— Start Information given —

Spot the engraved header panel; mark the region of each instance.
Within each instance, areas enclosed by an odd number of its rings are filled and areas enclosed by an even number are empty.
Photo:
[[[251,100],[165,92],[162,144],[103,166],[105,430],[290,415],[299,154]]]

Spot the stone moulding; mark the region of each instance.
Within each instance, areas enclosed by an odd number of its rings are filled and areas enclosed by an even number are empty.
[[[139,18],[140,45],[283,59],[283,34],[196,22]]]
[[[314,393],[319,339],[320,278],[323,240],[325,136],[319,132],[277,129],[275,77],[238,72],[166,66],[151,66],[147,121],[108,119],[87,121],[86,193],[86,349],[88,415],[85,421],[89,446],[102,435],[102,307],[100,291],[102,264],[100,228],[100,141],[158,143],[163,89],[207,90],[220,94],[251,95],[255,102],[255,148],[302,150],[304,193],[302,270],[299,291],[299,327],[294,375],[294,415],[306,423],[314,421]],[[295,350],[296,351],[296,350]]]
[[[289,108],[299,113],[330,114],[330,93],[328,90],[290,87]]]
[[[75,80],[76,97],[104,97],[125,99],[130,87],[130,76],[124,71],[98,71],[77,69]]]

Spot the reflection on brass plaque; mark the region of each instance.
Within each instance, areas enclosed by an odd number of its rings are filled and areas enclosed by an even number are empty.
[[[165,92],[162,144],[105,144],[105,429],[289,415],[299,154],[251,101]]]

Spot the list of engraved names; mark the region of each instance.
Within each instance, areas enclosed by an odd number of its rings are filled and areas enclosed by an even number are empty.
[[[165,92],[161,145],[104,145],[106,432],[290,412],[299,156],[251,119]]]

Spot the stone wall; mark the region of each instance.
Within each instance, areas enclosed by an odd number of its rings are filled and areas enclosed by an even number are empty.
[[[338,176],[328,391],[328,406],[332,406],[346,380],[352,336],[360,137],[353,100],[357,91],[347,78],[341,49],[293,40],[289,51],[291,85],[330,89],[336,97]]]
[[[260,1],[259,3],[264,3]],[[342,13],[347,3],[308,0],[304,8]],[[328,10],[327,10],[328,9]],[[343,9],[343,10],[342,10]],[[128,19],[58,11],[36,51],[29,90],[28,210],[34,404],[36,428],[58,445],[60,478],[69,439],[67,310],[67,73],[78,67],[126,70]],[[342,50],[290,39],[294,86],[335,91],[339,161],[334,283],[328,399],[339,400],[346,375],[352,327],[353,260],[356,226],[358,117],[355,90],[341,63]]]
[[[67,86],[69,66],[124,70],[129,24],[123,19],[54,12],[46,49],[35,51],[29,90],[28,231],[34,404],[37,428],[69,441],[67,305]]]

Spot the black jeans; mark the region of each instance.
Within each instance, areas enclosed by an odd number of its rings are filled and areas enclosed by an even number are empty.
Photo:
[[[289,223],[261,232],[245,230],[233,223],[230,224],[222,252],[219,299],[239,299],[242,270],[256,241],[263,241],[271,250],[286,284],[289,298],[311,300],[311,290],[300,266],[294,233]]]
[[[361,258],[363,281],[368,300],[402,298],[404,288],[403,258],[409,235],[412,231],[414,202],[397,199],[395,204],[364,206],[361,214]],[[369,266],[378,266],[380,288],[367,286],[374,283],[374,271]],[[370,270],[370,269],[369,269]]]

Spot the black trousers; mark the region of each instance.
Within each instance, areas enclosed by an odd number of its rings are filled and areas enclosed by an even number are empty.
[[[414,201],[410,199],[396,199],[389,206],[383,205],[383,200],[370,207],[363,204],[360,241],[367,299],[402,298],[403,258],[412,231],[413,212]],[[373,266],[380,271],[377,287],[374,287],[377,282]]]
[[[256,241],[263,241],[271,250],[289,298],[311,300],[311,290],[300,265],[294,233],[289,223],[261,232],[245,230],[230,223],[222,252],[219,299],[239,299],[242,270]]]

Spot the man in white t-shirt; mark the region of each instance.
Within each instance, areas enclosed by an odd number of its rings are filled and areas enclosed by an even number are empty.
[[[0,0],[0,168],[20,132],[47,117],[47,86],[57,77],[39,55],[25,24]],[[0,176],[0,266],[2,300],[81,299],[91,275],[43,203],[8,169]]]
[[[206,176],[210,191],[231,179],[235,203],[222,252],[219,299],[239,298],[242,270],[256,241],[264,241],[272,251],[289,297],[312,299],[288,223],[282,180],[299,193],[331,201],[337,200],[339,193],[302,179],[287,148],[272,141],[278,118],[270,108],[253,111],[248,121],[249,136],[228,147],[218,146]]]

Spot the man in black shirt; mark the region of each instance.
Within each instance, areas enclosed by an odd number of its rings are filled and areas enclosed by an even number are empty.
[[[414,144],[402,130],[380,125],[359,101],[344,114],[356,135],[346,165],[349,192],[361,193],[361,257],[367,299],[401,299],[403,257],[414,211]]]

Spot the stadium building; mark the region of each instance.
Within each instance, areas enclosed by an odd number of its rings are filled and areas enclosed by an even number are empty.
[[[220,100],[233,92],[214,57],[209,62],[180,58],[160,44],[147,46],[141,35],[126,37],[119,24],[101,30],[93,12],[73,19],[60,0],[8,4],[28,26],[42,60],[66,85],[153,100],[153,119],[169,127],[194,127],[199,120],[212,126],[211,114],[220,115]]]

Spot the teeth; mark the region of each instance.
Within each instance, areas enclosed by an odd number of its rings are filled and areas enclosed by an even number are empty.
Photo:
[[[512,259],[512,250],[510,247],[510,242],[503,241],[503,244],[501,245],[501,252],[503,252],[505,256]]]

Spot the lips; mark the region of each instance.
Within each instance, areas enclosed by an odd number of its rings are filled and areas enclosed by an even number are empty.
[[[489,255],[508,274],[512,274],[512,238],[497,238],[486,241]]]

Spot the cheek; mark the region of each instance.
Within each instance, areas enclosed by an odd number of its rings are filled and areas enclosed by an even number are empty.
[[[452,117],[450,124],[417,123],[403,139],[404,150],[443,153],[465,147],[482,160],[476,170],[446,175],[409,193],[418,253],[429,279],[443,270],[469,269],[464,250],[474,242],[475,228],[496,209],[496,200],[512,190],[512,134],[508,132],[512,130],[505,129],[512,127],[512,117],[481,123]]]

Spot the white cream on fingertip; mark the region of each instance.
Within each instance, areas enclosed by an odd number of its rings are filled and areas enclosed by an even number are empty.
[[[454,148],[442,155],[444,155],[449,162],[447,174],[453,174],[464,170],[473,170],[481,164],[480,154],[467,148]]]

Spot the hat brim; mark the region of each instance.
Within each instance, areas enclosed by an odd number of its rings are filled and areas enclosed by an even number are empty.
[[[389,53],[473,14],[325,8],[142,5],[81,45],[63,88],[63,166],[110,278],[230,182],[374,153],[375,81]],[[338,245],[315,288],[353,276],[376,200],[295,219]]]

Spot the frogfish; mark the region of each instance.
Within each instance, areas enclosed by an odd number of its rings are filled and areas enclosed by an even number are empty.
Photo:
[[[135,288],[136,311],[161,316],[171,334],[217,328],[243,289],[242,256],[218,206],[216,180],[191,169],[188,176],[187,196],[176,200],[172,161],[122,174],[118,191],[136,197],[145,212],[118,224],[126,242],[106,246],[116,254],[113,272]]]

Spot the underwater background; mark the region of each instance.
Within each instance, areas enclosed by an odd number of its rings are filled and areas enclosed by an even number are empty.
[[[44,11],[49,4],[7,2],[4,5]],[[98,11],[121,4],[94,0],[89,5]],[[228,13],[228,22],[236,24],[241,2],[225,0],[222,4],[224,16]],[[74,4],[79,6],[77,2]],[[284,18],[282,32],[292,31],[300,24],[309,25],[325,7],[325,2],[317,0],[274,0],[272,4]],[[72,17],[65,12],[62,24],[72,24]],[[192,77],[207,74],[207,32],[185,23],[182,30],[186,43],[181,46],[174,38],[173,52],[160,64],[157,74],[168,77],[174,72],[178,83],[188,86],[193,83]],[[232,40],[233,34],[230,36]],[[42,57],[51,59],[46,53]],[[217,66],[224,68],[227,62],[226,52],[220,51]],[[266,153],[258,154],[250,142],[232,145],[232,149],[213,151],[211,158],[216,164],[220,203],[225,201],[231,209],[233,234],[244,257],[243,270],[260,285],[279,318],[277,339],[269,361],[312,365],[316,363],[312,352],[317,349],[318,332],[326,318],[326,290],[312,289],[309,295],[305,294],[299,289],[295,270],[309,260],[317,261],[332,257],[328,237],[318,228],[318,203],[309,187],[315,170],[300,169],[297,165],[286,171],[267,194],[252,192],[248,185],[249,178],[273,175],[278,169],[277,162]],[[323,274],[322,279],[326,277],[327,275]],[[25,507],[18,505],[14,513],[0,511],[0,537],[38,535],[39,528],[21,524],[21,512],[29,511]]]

— End Information given —
— Start Information given —

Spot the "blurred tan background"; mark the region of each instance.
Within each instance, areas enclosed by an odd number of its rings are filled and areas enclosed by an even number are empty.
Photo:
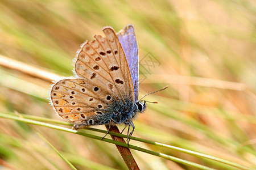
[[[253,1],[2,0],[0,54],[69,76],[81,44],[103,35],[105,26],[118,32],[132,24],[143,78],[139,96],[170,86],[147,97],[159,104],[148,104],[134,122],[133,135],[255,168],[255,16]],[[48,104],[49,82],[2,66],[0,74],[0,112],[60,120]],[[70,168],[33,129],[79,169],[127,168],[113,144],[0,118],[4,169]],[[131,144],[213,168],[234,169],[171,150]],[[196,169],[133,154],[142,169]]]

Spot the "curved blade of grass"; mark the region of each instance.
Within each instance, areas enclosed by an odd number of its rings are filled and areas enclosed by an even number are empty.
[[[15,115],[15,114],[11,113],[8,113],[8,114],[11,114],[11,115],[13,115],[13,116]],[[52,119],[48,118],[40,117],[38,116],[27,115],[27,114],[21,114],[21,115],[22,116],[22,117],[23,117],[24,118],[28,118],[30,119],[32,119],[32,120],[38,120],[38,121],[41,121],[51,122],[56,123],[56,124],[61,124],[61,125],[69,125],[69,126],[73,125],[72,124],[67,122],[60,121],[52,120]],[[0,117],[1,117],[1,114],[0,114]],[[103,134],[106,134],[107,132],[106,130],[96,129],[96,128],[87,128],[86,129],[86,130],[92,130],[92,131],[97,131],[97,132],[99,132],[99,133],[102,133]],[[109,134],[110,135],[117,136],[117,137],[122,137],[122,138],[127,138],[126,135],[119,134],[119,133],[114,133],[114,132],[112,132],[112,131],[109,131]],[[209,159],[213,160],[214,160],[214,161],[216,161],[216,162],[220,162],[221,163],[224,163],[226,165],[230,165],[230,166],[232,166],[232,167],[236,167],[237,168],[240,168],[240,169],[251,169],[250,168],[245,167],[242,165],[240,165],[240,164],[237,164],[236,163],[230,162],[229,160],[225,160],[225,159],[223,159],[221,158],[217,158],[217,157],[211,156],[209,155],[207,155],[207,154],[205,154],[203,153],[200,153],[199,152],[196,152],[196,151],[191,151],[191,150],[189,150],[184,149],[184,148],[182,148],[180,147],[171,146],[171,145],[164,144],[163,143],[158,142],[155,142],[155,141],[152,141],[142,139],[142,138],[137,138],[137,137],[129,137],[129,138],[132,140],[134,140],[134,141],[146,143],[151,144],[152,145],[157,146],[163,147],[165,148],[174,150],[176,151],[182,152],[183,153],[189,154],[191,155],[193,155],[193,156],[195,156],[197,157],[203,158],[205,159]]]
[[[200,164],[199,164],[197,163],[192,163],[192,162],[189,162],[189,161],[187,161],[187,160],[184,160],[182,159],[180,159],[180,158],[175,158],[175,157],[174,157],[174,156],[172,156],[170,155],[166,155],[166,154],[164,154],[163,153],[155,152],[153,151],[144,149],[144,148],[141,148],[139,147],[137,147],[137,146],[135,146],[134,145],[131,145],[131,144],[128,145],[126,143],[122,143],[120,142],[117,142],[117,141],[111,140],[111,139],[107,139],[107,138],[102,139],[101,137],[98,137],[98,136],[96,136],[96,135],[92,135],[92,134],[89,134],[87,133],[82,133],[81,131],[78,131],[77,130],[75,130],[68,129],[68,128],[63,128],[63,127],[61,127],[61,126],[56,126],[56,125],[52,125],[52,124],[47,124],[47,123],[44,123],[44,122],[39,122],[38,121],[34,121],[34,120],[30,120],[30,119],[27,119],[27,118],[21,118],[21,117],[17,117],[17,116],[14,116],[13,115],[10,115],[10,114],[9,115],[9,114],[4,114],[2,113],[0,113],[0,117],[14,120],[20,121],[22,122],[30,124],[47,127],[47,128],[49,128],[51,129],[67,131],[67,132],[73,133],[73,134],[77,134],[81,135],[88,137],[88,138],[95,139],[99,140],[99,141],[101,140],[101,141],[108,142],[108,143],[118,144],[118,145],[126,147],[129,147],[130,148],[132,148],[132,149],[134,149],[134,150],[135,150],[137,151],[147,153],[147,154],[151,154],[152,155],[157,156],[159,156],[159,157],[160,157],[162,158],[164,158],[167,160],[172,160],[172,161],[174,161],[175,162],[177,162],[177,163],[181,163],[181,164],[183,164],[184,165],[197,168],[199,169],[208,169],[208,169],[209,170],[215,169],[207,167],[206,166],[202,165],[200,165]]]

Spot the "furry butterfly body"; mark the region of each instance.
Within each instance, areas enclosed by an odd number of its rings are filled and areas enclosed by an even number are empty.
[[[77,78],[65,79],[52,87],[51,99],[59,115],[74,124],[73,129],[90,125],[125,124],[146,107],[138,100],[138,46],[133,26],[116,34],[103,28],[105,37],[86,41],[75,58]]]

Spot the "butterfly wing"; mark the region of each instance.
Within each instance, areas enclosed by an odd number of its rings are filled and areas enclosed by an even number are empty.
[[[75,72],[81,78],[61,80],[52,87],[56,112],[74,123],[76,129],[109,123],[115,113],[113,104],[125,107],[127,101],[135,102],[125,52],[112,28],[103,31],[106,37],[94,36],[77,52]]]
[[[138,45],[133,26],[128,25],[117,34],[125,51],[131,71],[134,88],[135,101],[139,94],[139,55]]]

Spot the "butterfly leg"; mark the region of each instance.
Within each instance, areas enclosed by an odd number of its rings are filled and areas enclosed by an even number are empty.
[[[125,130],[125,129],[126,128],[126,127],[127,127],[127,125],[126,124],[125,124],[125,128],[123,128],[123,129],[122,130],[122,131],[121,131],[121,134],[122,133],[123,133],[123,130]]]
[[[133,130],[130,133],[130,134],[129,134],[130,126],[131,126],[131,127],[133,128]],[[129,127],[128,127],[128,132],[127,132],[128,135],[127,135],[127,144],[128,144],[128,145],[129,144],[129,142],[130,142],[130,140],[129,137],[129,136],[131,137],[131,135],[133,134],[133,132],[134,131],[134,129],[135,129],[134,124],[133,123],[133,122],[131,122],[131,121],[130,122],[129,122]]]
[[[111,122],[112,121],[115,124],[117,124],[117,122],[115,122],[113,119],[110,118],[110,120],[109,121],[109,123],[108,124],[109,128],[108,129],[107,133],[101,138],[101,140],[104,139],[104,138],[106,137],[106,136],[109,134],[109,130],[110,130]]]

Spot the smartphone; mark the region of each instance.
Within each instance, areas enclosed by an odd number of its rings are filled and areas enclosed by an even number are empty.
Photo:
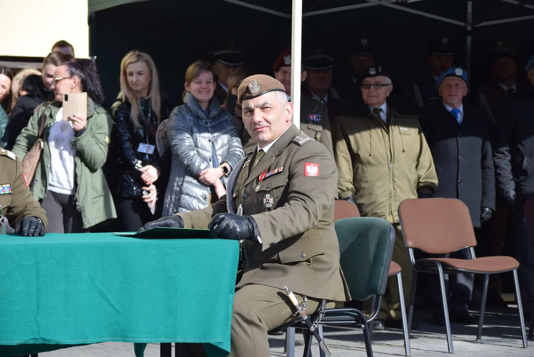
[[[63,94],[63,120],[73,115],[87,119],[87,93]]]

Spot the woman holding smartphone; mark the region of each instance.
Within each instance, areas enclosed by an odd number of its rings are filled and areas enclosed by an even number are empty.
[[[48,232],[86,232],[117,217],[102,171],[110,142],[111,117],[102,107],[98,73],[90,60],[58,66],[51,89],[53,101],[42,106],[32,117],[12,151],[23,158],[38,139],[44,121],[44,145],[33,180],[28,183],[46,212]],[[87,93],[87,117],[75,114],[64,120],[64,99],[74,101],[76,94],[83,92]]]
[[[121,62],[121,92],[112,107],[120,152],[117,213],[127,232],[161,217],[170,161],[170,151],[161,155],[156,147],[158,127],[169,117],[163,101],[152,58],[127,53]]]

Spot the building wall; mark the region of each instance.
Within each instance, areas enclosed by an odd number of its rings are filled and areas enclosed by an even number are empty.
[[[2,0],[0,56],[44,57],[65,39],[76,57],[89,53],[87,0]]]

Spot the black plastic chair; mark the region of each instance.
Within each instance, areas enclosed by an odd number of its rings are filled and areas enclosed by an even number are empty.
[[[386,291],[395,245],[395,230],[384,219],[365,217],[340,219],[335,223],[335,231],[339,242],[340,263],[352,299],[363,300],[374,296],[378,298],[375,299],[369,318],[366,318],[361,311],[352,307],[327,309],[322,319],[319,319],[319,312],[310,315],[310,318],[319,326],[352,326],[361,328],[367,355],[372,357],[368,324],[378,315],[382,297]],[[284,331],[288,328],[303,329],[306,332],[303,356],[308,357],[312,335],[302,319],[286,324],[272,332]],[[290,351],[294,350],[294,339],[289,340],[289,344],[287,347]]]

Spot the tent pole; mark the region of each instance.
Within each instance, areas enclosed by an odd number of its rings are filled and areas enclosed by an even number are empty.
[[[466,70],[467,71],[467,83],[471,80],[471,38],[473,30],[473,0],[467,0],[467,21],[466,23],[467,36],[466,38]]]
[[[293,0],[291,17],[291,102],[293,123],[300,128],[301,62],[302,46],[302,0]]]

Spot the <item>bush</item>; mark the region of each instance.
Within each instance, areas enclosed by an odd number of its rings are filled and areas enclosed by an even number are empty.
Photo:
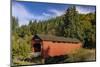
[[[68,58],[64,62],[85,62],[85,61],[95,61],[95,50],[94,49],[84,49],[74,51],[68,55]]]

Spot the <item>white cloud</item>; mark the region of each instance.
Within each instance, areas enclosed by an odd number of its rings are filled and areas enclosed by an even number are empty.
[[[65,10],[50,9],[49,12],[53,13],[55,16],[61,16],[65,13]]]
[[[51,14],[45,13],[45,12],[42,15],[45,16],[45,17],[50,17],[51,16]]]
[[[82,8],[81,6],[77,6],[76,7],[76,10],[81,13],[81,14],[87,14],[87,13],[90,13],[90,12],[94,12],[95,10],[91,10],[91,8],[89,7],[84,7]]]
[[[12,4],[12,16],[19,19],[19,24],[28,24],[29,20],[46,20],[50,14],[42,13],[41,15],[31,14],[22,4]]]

— End Information given —
— Start Information given —

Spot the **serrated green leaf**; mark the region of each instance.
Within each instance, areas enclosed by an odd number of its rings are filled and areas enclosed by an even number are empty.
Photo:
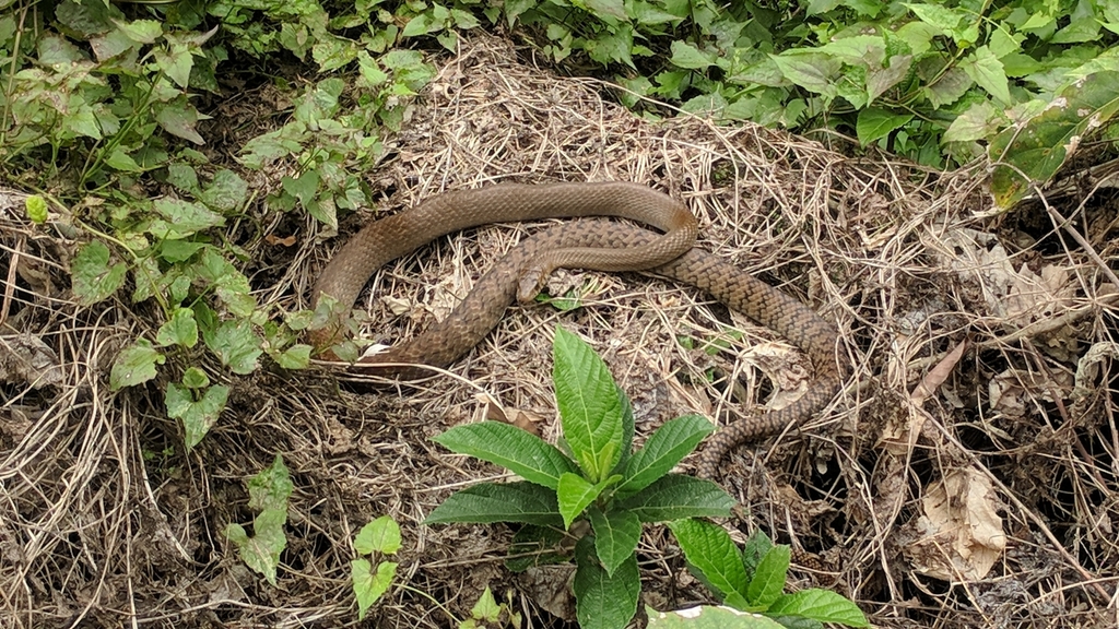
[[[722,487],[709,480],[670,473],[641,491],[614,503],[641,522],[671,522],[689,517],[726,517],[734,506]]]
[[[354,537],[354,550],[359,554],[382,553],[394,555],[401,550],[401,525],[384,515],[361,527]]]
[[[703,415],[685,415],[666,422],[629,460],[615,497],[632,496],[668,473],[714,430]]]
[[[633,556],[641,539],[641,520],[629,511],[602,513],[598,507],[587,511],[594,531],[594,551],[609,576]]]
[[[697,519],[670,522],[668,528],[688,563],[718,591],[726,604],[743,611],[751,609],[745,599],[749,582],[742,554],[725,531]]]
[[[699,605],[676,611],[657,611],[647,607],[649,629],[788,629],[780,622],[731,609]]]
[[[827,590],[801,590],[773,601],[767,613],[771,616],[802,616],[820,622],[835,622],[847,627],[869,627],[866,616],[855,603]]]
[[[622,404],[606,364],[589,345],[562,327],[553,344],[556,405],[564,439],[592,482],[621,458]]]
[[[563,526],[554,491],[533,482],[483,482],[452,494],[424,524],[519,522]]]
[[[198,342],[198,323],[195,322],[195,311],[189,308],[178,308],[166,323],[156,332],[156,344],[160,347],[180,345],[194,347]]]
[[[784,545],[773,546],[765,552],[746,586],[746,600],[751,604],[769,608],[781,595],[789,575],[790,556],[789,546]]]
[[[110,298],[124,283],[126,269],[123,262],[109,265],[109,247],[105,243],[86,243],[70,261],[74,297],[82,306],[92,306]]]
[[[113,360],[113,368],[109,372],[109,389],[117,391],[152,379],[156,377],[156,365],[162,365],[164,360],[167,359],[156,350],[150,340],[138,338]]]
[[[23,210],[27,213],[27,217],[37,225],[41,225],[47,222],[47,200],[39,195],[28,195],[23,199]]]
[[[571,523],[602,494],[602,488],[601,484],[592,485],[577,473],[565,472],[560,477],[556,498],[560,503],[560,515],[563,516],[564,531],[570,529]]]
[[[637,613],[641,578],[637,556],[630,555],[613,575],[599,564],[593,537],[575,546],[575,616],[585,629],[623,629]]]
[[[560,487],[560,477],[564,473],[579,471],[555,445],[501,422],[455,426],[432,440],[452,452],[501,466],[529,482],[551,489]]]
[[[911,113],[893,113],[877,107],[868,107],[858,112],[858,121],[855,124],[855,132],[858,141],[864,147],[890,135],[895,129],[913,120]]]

— End Information given —

**Do this**. Pull out each line of the data above that contains the string "item", and copy those lines as they appear.

**Complete output**.
Spot the <item>bush</item>; mark the region of each instance.
Spot the <item>white cloud</item>; mark the region of each instance.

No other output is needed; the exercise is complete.